[START OF Data records]

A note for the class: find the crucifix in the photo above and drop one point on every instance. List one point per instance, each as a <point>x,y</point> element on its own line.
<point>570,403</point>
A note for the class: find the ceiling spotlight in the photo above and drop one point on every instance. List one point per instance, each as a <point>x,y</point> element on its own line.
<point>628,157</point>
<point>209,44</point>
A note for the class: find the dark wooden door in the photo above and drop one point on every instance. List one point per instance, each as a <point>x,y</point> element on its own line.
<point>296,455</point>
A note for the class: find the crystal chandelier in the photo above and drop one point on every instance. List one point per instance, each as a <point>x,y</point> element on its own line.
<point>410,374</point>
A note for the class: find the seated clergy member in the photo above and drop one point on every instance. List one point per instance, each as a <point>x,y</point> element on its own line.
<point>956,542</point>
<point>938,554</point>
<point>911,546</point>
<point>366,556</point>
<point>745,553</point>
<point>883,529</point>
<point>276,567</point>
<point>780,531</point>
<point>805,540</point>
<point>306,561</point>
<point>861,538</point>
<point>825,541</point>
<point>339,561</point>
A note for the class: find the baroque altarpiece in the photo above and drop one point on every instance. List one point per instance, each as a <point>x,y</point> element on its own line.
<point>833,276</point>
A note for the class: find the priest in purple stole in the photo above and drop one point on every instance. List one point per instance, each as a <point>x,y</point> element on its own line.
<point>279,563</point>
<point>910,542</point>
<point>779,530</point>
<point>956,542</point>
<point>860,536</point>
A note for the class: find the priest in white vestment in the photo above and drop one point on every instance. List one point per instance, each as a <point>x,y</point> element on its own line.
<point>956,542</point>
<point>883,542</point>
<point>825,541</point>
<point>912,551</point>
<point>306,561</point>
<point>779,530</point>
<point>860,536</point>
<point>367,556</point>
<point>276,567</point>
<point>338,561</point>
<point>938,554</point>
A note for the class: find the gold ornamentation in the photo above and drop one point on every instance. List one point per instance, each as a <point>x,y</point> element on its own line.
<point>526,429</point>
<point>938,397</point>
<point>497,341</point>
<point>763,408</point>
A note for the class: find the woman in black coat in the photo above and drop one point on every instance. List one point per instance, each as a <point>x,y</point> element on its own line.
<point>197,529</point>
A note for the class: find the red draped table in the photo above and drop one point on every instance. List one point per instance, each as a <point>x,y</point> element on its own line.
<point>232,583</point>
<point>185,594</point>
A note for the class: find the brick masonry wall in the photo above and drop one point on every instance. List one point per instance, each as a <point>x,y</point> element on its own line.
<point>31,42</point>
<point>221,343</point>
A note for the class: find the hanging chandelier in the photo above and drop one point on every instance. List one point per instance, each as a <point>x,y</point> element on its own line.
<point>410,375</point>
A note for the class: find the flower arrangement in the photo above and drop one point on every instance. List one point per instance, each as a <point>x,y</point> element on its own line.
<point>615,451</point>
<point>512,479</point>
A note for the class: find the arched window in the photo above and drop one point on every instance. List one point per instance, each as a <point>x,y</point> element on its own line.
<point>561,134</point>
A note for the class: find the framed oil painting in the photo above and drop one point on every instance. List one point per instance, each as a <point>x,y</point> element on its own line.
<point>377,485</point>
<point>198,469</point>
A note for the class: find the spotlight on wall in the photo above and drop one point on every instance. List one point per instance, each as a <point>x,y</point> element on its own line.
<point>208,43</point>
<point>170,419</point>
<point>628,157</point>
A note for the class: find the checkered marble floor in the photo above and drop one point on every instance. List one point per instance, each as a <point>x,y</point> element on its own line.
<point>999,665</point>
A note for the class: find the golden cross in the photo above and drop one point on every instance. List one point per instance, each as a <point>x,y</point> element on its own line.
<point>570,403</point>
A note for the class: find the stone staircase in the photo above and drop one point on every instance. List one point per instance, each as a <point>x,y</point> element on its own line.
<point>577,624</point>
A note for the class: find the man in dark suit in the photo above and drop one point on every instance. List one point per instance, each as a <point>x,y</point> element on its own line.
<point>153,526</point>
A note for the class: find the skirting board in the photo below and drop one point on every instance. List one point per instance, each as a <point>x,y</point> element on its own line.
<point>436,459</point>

[END OF Data records]
[START OF Data records]

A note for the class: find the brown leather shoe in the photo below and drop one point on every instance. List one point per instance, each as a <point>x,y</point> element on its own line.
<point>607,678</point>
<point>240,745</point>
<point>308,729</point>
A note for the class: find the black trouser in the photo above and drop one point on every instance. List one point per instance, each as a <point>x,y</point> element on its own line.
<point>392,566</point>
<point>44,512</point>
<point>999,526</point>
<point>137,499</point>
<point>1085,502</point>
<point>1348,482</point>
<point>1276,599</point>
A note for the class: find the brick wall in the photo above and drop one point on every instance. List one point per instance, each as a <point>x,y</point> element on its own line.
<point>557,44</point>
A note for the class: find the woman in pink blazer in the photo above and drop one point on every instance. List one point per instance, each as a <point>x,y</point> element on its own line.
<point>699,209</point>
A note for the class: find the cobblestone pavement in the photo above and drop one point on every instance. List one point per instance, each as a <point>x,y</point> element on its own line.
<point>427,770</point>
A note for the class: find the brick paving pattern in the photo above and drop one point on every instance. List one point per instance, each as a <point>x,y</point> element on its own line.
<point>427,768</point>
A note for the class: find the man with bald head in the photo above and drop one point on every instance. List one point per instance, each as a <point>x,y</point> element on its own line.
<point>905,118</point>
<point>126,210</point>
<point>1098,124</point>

[END OF Data records]
[START OF Data records]

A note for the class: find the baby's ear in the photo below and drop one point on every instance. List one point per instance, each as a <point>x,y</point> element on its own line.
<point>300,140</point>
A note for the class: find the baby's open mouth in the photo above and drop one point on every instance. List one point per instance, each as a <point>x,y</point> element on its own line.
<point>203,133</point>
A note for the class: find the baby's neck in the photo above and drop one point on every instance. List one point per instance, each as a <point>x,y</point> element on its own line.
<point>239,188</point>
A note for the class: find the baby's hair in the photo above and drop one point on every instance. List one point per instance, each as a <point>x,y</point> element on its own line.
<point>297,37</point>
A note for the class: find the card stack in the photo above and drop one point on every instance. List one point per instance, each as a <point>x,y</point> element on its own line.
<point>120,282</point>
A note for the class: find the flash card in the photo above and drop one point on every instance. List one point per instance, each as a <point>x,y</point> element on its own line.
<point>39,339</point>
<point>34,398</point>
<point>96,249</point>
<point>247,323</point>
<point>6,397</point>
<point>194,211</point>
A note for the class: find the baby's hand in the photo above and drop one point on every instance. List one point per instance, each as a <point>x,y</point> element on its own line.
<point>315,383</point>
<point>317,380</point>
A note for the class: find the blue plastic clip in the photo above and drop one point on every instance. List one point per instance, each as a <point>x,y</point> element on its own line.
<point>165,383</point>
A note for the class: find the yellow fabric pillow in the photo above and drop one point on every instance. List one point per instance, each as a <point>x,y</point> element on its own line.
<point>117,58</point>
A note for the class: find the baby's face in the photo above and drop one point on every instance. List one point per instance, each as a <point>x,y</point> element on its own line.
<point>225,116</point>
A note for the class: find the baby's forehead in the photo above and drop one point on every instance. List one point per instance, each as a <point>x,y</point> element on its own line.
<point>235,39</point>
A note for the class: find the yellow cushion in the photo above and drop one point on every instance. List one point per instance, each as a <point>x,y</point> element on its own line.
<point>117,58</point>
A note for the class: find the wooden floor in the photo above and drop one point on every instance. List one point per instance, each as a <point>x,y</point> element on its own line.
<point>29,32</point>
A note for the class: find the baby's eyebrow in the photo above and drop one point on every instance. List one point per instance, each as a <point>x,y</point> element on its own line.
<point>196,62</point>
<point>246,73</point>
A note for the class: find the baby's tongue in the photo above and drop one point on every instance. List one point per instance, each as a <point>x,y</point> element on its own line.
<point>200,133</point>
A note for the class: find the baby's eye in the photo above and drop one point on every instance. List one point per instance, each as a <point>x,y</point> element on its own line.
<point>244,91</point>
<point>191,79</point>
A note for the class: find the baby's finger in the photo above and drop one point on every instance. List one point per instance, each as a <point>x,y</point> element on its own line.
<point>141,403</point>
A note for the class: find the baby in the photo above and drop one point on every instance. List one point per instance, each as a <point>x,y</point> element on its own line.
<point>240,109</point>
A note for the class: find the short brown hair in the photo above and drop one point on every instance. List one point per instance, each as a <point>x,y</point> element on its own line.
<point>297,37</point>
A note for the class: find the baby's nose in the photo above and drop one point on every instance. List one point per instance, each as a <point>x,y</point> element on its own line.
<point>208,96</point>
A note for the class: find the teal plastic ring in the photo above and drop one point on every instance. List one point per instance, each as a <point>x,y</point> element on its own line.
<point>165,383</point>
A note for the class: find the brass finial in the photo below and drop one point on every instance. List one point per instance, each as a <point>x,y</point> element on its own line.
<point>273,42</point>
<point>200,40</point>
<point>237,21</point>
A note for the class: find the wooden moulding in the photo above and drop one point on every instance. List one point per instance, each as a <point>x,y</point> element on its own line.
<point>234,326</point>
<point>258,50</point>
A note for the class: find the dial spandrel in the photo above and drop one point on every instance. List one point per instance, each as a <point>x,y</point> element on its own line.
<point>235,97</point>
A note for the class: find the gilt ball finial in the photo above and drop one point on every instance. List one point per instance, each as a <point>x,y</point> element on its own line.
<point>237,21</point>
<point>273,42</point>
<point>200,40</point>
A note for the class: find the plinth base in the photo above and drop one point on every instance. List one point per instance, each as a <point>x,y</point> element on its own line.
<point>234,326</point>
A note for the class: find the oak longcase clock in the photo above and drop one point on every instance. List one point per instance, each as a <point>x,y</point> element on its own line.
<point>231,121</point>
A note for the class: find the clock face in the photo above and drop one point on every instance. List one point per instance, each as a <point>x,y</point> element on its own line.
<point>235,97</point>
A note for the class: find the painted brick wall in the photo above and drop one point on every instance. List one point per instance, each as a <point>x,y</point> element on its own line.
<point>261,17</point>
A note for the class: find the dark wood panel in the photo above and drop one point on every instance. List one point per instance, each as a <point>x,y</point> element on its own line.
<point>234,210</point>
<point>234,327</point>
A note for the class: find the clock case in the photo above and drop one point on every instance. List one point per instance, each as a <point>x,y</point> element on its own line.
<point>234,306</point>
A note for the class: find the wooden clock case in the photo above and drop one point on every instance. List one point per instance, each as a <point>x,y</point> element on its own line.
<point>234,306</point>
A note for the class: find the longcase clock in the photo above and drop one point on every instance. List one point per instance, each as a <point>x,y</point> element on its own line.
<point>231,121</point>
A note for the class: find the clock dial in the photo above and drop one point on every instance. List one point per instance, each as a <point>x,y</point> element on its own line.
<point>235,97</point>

[END OF Data records]

• [Problem statement]: Output again, character for character, the items starting with the line containing "A note for the class: find the crucifix" and continuing through the line containing "<point>296,455</point>", both lines included.

• [Result of the task]:
A note for the class: find the crucifix in the photo above and drop one point on every instance. List one point per instance, each as a <point>x,y</point> element on its own line.
<point>570,403</point>
A note for the class: find the ceiling spotlight in the photo above and drop one point on every instance. List one point per instance, each as a <point>x,y</point> element on its own line.
<point>628,157</point>
<point>209,44</point>
A note for the class: find the dark wooden door in the photo above and drop one point on every instance. List one point per instance, each as a <point>x,y</point> element on its own line.
<point>296,455</point>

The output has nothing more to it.